(Excerpts of pointing data)

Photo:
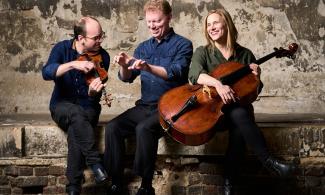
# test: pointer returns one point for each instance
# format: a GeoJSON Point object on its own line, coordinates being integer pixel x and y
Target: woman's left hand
{"type": "Point", "coordinates": [255, 69]}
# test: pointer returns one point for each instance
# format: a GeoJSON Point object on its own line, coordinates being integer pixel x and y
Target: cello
{"type": "Point", "coordinates": [98, 71]}
{"type": "Point", "coordinates": [190, 114]}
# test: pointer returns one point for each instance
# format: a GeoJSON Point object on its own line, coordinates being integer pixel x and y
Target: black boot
{"type": "Point", "coordinates": [279, 168]}
{"type": "Point", "coordinates": [114, 190]}
{"type": "Point", "coordinates": [146, 191]}
{"type": "Point", "coordinates": [99, 173]}
{"type": "Point", "coordinates": [227, 187]}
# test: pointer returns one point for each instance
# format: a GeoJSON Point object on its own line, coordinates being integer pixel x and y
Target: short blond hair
{"type": "Point", "coordinates": [161, 5]}
{"type": "Point", "coordinates": [79, 27]}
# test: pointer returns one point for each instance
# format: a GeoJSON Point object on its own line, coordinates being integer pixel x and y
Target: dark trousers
{"type": "Point", "coordinates": [143, 122]}
{"type": "Point", "coordinates": [79, 123]}
{"type": "Point", "coordinates": [242, 131]}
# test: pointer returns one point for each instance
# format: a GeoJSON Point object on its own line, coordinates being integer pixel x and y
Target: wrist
{"type": "Point", "coordinates": [130, 62]}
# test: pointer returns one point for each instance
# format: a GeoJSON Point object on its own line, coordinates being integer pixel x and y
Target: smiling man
{"type": "Point", "coordinates": [74, 105]}
{"type": "Point", "coordinates": [162, 63]}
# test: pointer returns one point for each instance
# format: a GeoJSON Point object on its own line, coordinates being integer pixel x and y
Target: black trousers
{"type": "Point", "coordinates": [79, 123]}
{"type": "Point", "coordinates": [141, 121]}
{"type": "Point", "coordinates": [242, 131]}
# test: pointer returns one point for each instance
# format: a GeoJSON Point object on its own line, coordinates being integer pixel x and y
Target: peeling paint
{"type": "Point", "coordinates": [29, 29]}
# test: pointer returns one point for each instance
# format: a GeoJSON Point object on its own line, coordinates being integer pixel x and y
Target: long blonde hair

OBJECTIVE: Each entry should be repeated exactly as it appears; the pictures stay out.

THE SOLUTION:
Photo:
# test: pointer returns one point for each instance
# format: a GeoJSON Point object on its own line, coordinates being integer pixel x and y
Target: woman's left hand
{"type": "Point", "coordinates": [255, 69]}
# test: pointer returns one point for each instance
# format: a GeoJSON Point object on its own line, coordinates being integer pixel x and y
Target: cello
{"type": "Point", "coordinates": [98, 71]}
{"type": "Point", "coordinates": [190, 114]}
# test: pointer returns one point for each instance
# format: a GeoJSON Point object on its own line, coordinates being integer pixel x and y
Target: black boot
{"type": "Point", "coordinates": [279, 168]}
{"type": "Point", "coordinates": [114, 190]}
{"type": "Point", "coordinates": [146, 191]}
{"type": "Point", "coordinates": [99, 173]}
{"type": "Point", "coordinates": [227, 187]}
# test: pointer returns one point for each instance
# format: a GeoJSON Point object on its own line, coordinates being integer pixel x and y
Target: short blond hair
{"type": "Point", "coordinates": [161, 5]}
{"type": "Point", "coordinates": [79, 27]}
# test: pointer returns one point for each instance
# format: a GeoJSON Point object on its own line, coordinates being integer pixel x and y
Target: dark trousers
{"type": "Point", "coordinates": [143, 122]}
{"type": "Point", "coordinates": [79, 123]}
{"type": "Point", "coordinates": [242, 131]}
# test: pointer returns one point for each instance
# format: a GeoJSON Point object on its own line, coordinates being integer pixel x and y
Target: wrist
{"type": "Point", "coordinates": [130, 62]}
# test: pointer returns one point for each instance
# format: a GeoJSON Point object on its own line, coordinates being integer pixel x and y
Target: smiling man
{"type": "Point", "coordinates": [74, 105]}
{"type": "Point", "coordinates": [162, 63]}
# test: pointer returns one point for each instance
# format: a GeoJSON Point object on its own line, coordinates being integer pixel x and y
Target: black trousers
{"type": "Point", "coordinates": [79, 123]}
{"type": "Point", "coordinates": [141, 121]}
{"type": "Point", "coordinates": [242, 131]}
# test: pointer returns one point for each instance
# format: a GeoJSON Point object on its own line, coordinates being integer pixel x and y
Target: peeling paint
{"type": "Point", "coordinates": [29, 29]}
# test: pointer returns one point for each instance
# format: a GeoJSON Point object on its own line, coordinates being integer pixel x and y
Target: long blonde hair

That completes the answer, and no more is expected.